# [Input material]
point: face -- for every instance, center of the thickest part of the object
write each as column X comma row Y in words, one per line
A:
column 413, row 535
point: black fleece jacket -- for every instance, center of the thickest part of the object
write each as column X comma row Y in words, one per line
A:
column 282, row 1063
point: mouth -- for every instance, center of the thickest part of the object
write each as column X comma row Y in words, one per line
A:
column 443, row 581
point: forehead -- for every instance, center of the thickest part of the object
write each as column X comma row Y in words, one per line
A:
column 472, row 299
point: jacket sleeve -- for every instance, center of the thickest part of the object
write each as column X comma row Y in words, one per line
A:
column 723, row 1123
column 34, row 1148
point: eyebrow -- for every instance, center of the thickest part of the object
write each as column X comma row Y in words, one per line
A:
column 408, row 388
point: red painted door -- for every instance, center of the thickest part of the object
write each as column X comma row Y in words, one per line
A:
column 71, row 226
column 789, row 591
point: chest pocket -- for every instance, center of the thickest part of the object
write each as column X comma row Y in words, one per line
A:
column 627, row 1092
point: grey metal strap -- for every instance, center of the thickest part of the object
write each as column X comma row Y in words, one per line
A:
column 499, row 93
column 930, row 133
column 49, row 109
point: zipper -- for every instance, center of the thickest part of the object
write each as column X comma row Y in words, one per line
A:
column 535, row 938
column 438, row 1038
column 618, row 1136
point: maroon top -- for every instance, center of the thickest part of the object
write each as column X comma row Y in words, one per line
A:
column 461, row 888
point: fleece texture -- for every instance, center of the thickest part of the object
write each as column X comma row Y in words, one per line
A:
...
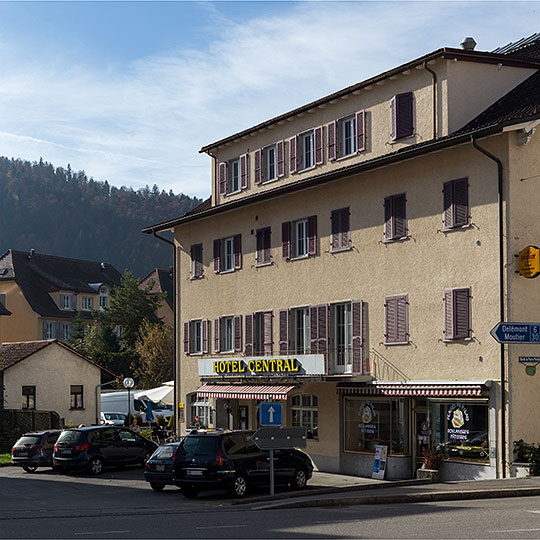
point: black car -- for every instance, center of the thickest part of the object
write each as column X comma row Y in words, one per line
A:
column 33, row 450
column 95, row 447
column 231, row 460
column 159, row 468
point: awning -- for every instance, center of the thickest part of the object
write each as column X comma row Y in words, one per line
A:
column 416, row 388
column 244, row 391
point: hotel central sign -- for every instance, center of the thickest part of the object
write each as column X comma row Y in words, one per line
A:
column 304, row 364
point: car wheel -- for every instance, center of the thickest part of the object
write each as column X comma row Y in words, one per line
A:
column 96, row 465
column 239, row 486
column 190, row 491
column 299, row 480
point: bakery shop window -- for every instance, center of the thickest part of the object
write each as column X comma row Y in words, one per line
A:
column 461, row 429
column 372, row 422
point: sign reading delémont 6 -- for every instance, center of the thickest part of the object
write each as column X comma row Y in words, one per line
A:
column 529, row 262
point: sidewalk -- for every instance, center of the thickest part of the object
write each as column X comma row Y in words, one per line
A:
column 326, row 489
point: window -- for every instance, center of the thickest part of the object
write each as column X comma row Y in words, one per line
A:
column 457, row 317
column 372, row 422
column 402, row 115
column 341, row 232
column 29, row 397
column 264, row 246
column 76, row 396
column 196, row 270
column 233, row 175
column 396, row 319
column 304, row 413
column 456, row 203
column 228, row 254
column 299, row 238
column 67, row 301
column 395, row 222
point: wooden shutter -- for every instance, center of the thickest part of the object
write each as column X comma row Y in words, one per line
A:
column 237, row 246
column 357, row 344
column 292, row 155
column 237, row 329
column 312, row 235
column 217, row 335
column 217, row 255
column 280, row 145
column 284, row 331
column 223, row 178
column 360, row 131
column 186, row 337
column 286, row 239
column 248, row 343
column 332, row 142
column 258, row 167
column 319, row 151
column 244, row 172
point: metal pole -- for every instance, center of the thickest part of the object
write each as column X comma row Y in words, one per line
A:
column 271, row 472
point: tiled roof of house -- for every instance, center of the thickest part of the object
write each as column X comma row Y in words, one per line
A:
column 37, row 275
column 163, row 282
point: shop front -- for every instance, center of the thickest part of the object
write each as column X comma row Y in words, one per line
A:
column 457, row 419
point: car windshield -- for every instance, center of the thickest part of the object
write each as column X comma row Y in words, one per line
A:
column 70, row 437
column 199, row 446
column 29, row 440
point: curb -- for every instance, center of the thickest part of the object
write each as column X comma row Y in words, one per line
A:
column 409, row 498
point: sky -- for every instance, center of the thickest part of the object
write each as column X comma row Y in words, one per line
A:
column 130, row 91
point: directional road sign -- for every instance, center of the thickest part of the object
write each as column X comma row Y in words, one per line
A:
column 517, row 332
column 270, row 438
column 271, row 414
==
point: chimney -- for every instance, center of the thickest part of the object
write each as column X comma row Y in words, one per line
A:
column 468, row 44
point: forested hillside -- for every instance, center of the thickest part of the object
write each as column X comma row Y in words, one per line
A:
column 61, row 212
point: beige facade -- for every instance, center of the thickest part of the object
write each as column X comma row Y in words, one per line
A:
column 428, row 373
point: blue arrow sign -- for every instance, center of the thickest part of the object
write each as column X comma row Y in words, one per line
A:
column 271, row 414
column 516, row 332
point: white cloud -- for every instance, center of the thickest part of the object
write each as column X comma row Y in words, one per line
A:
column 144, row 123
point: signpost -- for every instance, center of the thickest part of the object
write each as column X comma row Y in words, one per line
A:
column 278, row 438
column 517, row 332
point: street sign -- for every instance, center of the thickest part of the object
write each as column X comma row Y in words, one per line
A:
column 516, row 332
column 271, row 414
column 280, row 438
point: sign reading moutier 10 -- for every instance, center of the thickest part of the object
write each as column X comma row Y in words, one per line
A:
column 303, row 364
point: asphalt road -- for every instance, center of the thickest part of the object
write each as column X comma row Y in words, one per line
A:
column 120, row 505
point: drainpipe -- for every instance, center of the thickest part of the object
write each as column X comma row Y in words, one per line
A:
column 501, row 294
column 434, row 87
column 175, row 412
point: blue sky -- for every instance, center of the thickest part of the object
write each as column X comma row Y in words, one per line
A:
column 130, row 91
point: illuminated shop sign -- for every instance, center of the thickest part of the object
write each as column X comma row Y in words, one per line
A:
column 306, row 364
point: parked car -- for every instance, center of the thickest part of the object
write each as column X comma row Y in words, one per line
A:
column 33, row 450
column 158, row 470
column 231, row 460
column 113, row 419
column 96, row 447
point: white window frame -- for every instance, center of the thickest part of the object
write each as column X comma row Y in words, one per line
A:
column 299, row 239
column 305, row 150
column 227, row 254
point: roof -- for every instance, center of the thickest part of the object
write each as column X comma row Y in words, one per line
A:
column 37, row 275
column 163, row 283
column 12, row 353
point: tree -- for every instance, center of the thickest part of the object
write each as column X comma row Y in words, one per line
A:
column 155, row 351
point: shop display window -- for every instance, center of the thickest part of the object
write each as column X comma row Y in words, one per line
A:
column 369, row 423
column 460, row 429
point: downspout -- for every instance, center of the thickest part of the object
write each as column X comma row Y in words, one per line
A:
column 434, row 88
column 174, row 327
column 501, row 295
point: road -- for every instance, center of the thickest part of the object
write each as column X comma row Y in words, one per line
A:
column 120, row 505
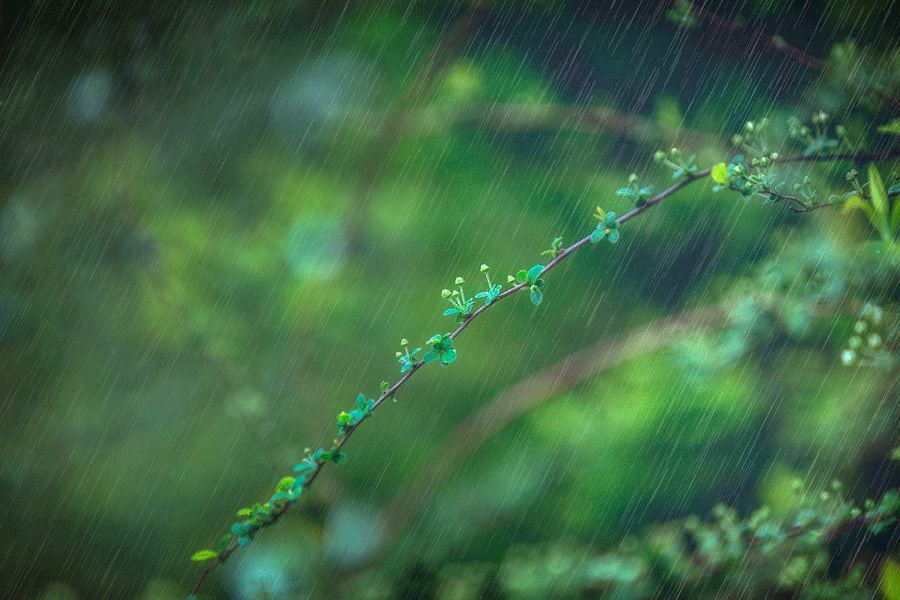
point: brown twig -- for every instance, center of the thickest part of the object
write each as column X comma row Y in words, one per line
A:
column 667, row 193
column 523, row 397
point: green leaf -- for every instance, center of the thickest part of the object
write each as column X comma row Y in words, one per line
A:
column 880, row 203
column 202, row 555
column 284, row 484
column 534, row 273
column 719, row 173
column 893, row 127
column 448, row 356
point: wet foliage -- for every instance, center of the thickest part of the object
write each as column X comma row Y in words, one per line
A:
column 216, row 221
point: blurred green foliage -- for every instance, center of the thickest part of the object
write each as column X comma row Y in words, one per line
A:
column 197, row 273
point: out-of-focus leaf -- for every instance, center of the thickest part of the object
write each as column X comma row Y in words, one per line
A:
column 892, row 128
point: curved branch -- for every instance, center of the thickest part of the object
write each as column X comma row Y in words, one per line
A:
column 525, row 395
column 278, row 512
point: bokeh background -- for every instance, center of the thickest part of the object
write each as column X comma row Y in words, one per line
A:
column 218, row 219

# [Task goal]
Lay out everything in the material from the line containing "point: wet foliage" down to the line containing "column 892, row 128", both included, as a Markdown table with the columns No. and Line. Give one numbered row per line and leave out blank lines.

# [The result]
| No. | Line |
|---|---|
| 1 | point: wet foliage -- for every instance, center of the thickest part of the object |
| 2 | write each as column X comma row Y in words, one per line |
| 3 | A: |
| 4 | column 216, row 221 |
| 5 | point: blurred green foliage -- for every instance, center of the thickest part of the object |
| 6 | write each as column X comma row Y in words, one per line |
| 7 | A: |
| 8 | column 197, row 273 |
| 9 | point: out-of-focus leaf -- for every instance, center of the thickest part of the object |
| 10 | write each as column X comma row Y in words, one per line |
| 11 | A: |
| 12 | column 892, row 128 |